Material provided
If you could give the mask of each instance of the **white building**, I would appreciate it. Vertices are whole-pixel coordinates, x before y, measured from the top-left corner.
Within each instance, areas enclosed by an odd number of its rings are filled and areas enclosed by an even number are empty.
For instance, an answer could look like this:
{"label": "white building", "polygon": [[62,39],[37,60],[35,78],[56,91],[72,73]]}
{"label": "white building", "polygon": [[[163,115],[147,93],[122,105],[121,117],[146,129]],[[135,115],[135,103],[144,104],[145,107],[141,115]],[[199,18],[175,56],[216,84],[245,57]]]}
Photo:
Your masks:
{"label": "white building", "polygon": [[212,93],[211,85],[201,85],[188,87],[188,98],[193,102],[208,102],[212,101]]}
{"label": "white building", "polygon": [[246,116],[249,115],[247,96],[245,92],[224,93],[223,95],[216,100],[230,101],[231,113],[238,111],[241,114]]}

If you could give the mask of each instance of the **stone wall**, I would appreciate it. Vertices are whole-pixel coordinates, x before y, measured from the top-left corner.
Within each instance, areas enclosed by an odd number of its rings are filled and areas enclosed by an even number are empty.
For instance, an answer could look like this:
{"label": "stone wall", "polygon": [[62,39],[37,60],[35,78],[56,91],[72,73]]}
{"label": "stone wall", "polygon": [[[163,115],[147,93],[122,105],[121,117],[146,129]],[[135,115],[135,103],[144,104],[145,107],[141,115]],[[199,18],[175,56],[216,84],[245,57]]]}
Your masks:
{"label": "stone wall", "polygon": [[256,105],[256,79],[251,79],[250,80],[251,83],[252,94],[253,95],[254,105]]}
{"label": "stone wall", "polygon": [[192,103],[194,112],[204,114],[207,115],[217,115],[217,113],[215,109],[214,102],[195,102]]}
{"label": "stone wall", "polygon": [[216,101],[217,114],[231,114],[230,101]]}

Task goal
Can you retype the whole listing above word for word, with every line and character unchanged?

Correct response
If you could give the mask of each instance of the **white building**, I would appreciate it. Vertices are whole-pixel coordinates, x before y, measured from the top-left corner.
Within each instance, areas enclosed by an odd number of its rings are filled and areas enclosed by an even number are empty.
For instance, an answer could look like this:
{"label": "white building", "polygon": [[62,39],[37,60],[35,78],[56,91],[72,73]]}
{"label": "white building", "polygon": [[[163,115],[147,93],[122,105],[121,117],[146,129]],[[135,115],[135,103],[144,104],[145,107],[141,115]],[[199,18],[175,56],[216,84],[245,57]]]}
Photo:
Your masks:
{"label": "white building", "polygon": [[212,93],[211,85],[201,85],[188,87],[188,98],[193,102],[208,102],[212,101]]}
{"label": "white building", "polygon": [[246,116],[249,115],[247,96],[245,92],[224,93],[223,95],[216,100],[230,101],[231,113],[238,111],[241,114]]}

If you could give the mask of each instance of the **stone wall**, I would appreciate it. Vertices are whole-pixel coordinates, x before y, measured from the top-left corner.
Within each instance, areas enclosed by an odd number of its rings are filled and areas enclosed by an even number are empty.
For instance, an answer could look like this:
{"label": "stone wall", "polygon": [[62,39],[37,60],[35,78],[56,91],[72,73]]}
{"label": "stone wall", "polygon": [[[163,115],[147,93],[122,105],[121,117],[146,129]],[[135,115],[135,103],[144,104],[145,107],[141,115]],[[199,18],[175,56],[216,84],[245,57]]]}
Your masks:
{"label": "stone wall", "polygon": [[256,105],[256,79],[251,79],[250,80],[251,83],[252,94],[253,95],[254,105]]}
{"label": "stone wall", "polygon": [[192,103],[194,112],[204,114],[207,115],[217,115],[217,113],[215,109],[214,102],[195,102]]}
{"label": "stone wall", "polygon": [[216,101],[217,114],[231,114],[230,101]]}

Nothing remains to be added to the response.